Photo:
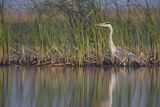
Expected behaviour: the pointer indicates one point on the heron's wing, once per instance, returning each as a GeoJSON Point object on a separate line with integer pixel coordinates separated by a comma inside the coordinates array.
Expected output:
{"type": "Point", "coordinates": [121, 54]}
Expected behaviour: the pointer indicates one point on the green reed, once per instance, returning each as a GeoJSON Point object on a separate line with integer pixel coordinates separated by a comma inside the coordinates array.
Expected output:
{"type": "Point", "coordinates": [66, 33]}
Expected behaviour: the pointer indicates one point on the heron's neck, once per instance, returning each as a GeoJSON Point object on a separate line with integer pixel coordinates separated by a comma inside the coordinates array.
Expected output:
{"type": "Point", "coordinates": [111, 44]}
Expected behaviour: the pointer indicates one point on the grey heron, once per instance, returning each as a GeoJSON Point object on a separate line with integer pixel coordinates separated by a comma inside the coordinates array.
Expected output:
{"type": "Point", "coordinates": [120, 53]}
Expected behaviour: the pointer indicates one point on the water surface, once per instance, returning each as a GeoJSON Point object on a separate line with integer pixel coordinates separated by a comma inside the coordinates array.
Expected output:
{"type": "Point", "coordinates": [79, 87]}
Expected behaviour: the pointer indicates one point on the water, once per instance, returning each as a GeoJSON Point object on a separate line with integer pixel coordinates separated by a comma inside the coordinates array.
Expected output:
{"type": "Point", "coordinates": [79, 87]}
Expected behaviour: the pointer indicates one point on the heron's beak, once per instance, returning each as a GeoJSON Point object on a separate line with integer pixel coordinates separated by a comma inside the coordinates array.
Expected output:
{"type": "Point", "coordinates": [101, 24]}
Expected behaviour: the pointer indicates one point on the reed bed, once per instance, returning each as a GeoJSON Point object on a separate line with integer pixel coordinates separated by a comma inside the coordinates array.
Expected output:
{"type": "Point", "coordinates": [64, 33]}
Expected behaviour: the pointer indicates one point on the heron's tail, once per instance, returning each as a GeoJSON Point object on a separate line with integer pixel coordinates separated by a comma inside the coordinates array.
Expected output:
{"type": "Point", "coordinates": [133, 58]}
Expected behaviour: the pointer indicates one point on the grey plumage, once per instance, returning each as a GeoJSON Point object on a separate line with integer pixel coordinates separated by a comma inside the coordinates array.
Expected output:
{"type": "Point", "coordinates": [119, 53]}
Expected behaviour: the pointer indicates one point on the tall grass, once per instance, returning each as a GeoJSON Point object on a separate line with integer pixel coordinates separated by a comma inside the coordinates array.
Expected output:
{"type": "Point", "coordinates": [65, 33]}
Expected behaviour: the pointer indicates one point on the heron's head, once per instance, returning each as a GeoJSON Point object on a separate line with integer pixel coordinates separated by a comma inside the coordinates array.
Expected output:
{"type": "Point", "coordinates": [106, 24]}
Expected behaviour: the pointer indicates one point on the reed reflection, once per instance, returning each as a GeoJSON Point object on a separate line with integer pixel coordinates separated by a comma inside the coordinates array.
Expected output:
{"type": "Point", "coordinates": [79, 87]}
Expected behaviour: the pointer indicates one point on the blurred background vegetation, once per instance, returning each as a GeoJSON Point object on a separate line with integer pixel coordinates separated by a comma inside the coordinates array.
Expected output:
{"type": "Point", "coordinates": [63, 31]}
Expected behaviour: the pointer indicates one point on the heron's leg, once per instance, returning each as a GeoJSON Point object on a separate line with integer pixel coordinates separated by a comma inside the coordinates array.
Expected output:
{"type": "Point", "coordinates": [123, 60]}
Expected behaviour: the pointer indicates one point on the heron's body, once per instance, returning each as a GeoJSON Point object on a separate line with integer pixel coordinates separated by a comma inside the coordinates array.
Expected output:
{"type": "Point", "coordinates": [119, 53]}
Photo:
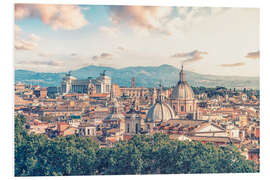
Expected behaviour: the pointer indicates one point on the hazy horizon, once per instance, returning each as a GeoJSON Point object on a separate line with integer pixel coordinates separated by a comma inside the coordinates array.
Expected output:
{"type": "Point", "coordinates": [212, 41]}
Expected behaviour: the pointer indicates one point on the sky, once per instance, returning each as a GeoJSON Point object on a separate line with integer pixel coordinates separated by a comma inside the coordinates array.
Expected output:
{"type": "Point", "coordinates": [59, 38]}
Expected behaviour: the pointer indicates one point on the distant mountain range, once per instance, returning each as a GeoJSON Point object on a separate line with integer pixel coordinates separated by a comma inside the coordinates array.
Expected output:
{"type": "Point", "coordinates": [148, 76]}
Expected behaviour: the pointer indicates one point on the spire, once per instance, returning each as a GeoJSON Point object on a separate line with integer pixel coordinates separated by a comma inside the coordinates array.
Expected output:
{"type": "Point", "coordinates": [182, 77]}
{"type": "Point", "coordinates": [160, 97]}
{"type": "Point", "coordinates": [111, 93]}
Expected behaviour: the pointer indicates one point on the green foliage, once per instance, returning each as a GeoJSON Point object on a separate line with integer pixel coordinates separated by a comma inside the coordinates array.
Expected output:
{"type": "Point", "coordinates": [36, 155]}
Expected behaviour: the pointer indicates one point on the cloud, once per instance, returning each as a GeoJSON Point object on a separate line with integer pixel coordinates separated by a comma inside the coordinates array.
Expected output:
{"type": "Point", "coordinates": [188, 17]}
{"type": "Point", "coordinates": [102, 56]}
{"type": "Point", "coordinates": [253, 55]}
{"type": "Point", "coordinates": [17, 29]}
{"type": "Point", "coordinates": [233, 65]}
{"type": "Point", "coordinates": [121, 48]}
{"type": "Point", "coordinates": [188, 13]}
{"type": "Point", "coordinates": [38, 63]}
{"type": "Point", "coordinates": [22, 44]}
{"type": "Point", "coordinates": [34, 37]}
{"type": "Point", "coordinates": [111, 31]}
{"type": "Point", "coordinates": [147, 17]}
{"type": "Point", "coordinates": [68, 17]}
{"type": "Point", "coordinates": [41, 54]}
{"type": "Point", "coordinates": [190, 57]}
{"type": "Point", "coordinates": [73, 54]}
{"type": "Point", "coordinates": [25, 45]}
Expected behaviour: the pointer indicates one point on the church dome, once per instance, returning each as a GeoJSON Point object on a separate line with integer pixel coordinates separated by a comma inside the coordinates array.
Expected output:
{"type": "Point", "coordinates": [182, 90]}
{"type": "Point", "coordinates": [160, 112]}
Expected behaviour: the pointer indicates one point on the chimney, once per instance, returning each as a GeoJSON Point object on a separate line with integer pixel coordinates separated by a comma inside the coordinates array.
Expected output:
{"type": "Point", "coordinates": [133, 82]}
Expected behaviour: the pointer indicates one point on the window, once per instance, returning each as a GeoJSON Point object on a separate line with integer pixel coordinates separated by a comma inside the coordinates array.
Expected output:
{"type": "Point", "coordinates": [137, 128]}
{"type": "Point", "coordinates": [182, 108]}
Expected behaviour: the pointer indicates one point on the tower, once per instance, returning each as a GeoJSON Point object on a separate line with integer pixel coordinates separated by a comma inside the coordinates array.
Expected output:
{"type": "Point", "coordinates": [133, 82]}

________________

THE EXERCISE: Extract every line from the one with "the chimney, once" down to the final line above, both included, exactly as written.

COMPLETE OUTPUT:
Expected behaviour: the pointer indicates one point on the chimney, once per instance, returning each as a GeoJSON Point object on a separate line with integer pixel coordinates separated by a comma inside the coordinates array.
Expected output:
{"type": "Point", "coordinates": [133, 82]}
Expected behaviour: the pointer indicates one point on the window, once per instance, returning each as a GeoJSON Point object on a separate line with integer pixel coordinates separated by a comma inside the coordinates array.
Expected output:
{"type": "Point", "coordinates": [137, 128]}
{"type": "Point", "coordinates": [182, 108]}
Expected behaviour: the pointer indicates one point on the tower, once per instance, returning each as a GeoJSON Point object on a separate line with integer pixel coordinates separated by a comma inside the coordinates array.
Expected output:
{"type": "Point", "coordinates": [133, 82]}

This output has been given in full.